#### [Directions for this task]
Answer these from the API description below.
(a) What argument does ImportRegisterInfo( ) take, and of what type?
(b) In step S4, which section receives the recognition result?
(c) Which constant is set for recommendedBehaviour when the use of another input method is recommended?

#### [Reading text]
------------------------------------------------
PauseRegisterInfo( ) is an API for temporarily suspending the use of related information. PauseRegisterInfo( ) takes userId, an integer type, as an argument. The user ID of a user whose use of related information will be suspended is set for userId.

ResumeRegisterInfo( ) is an API for resuming the use of related information. ResumeRegisterInfo( ) takes userId, an integer type, as an argument. The user ID of a user whose use of related information will be resumed is set for userId.

ExportRegisterInfo( ) is an API for exporting related information. ExportRegisterInfo( ) takes userId, an integer type, as an argument. Therefore, related information of the user indicated by userId is exported by ExportRegisterInfo( ).

ImportRegisterInfo( ) is an API for importing related information accumulated in the storage section 28 of the client 11 or the storage section 63 of the server 12. ImportRegisterInfo( ) takes recogInfo, a structure type, as an argument. Related information to be imported is set for recogInfo.

ExportRegisterInfo( ) and ImportRegisterInfo( ) allow for use of past related information of the user and use of related information of other user.

The server 12 receives a request from the client 11 to perform voice recognition in step S51 of FIG. 14 which will be described later.

In step S3, the client 11 accepts voice input. For example, the presentation control section 42 prompts the user to input a voice by controlling the display section 23 or the presentation section 24. Then, the voice recognition control section 41 acquires voice data representing the input voice input to the voice input section 21 by the user and sends the voice data to the server 12 via the communication section 26.

The server 12 receives the voice data and performs voice recognition on the basis of voice data in step S52 of FIG. 4 which will be described later and sends a recognition result to the client 11 in step S53.

In step S4, the voice recognition control section 41 receives the recognition result via the communication section 26.

FIG. 6 illustrates an example of OnFinalRecognitionResult( ), an API for returning a voice recognition result from the server 12 to the client 11. OnFinalRecognitionResult( ) is called, for example, as a callback function by the voice recognition section 71 of the server 12.

OnFinalRecognitionResult( ) takes, resultText, a character string type, recogInfo, a structure type, and recommendedBehaviour, an integer type, as arguments.

Text data representing the voice recognition result is set for resultText. It should be noted that, for example, it may be possible to set, for resultText, a plurality of phrase candidates acquired as the recognition result and reliability for each of the candidates.

Related information used for voice recognition is set for recogInfo.

A constant representing a recommended next action of the client 11 is set for recommendedBehaviour. For example, a constant such as REGISTER_PRE_SENTENCE, REGISTER_POST_SENTENCE, RESISTER_IGNORE_LIST, USE_OTHER_METHOD, or REGISTER_DEVICE_TYPE is set for recommendedBehaviour. REGISTER_PRE_SENTENCE is set for the case where the registration of a preceding phrase previous to a recognition target phrase is recommended. REGISTER_POST_SENTENCE is set for the case where the registration of a succeeding phrase following the recognition target phrase is recommended. RESISTER_IGNORE_LIST is set for the case where the registration of an exclusion list is recommended. USE_OTHER_METHOD is set for the case where the use of other input method is recommended. REGISTER_DEVICE_TYPE is set for the case where the registration of the type of the client 11 is recommended.
------------------------------------------------
#### [Listing]
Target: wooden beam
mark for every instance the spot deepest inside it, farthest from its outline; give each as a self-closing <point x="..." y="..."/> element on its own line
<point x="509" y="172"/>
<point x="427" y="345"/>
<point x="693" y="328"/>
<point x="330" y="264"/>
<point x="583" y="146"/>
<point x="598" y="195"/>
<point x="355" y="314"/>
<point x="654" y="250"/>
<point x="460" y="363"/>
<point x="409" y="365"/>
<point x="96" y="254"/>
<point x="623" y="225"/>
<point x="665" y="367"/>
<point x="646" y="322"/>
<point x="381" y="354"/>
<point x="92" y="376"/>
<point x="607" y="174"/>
------------------------------------------------
#### [Completed exercise]
(a) recogInfo, a structure type.
(b) The voice recognition control section 41, which receives it via the communication section 26.
(c) USE_OTHER_METHOD.